»»
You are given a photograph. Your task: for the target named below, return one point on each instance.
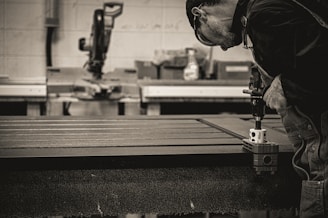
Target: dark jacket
(288, 40)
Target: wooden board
(112, 136)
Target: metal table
(79, 166)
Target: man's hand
(274, 96)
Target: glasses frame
(199, 36)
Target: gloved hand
(274, 96)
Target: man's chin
(224, 48)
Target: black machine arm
(103, 23)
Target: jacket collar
(236, 22)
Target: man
(289, 41)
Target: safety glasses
(200, 37)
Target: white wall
(144, 26)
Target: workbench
(32, 91)
(162, 165)
(155, 92)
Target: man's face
(213, 28)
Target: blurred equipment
(265, 158)
(51, 22)
(97, 46)
(191, 71)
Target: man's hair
(195, 3)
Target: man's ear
(198, 12)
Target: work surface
(79, 166)
(99, 136)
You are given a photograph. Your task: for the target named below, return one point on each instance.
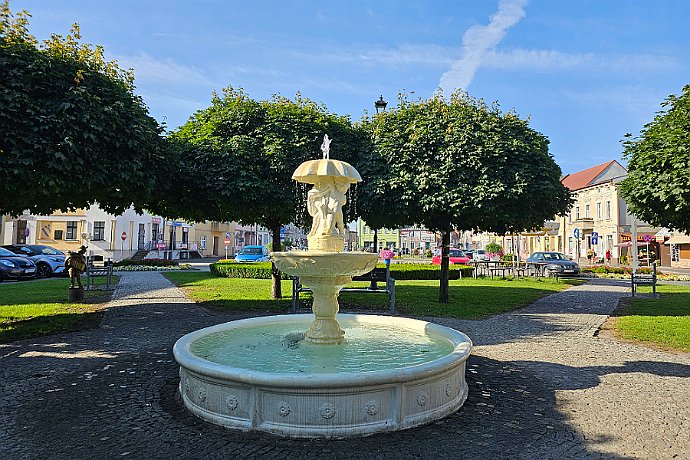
««
EXERCISE: Retyped exactly, the lines from the one holding "Target: white wall" through the last line of the data above are the whole answer. Pictures stay out.

OUTPUT OF THE EXERCISE:
Target: white wall
(144, 26)
Target: workbench
(32, 91)
(162, 165)
(155, 92)
Target: man's face
(213, 28)
Target: blurred equipment
(265, 158)
(51, 22)
(97, 46)
(191, 71)
Target: man's hair
(195, 3)
Target: man's ear
(198, 12)
Target: work surface
(79, 166)
(99, 136)
You are given a photograph. Your task: for the target named below, return one point on each instance.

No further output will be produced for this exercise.